Dataset excerpt:
>>

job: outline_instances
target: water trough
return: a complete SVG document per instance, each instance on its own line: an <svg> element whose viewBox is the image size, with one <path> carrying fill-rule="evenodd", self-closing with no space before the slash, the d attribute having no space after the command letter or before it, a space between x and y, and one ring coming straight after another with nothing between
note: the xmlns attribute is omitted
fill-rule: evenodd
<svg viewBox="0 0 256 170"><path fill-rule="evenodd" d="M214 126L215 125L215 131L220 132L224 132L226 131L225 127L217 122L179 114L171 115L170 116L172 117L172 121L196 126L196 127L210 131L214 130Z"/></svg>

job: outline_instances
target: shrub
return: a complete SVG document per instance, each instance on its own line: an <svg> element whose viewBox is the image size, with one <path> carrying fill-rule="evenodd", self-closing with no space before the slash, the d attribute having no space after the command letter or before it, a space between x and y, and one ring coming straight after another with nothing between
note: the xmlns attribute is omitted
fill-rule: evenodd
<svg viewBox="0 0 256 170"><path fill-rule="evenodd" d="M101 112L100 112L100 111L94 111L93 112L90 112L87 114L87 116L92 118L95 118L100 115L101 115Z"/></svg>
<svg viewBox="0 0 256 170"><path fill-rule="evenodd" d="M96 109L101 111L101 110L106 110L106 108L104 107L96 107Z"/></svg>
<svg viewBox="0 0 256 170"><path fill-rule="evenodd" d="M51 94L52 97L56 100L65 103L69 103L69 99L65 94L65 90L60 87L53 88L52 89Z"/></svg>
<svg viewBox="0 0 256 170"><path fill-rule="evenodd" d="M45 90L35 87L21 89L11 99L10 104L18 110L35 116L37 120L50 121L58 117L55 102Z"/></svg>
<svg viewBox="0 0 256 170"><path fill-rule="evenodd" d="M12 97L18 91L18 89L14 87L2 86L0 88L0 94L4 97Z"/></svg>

<<

## Directions for this task
Please extract every line of the records above and reproduce each one character for character, without any changes.

## Reply
job: outline_instances
target: water trough
return: a complete SVG document per instance, each instance on its own line: an <svg> element whose viewBox is the image size, with one <path> carrying fill-rule="evenodd", self-closing with no space before the slash, the d attribute having no space after the command letter or before it, a space between x and y, and one ring coming straight after another with nothing between
note: the xmlns attribute is omitted
fill-rule: evenodd
<svg viewBox="0 0 256 170"><path fill-rule="evenodd" d="M214 126L215 125L215 131L220 132L224 132L226 131L225 127L217 122L179 114L171 115L170 116L172 117L172 121L196 126L196 127L210 131L214 130Z"/></svg>

job: outline_instances
target: shrub
return: a complete SVG document per instance, each instance on its own line: an <svg> element whose viewBox is the image size, with one <path> carrying fill-rule="evenodd", self-closing with no space before the slash, the d attribute having no space after the command letter or before it, a space between x and y, and one ring coming straight after another with nothing between
note: the xmlns attribute is omitted
fill-rule: evenodd
<svg viewBox="0 0 256 170"><path fill-rule="evenodd" d="M101 112L100 112L100 111L94 111L93 112L90 112L87 114L87 116L92 118L95 118L100 115L101 115Z"/></svg>
<svg viewBox="0 0 256 170"><path fill-rule="evenodd" d="M96 109L101 111L101 110L106 110L106 108L104 107L96 107Z"/></svg>
<svg viewBox="0 0 256 170"><path fill-rule="evenodd" d="M51 94L52 97L56 100L65 103L69 103L69 99L65 94L65 90L60 87L53 88L52 89Z"/></svg>
<svg viewBox="0 0 256 170"><path fill-rule="evenodd" d="M45 90L35 87L21 89L11 99L10 104L18 110L35 116L37 120L50 121L58 117L55 102Z"/></svg>
<svg viewBox="0 0 256 170"><path fill-rule="evenodd" d="M12 97L18 91L18 89L14 87L2 86L0 88L0 94L4 97Z"/></svg>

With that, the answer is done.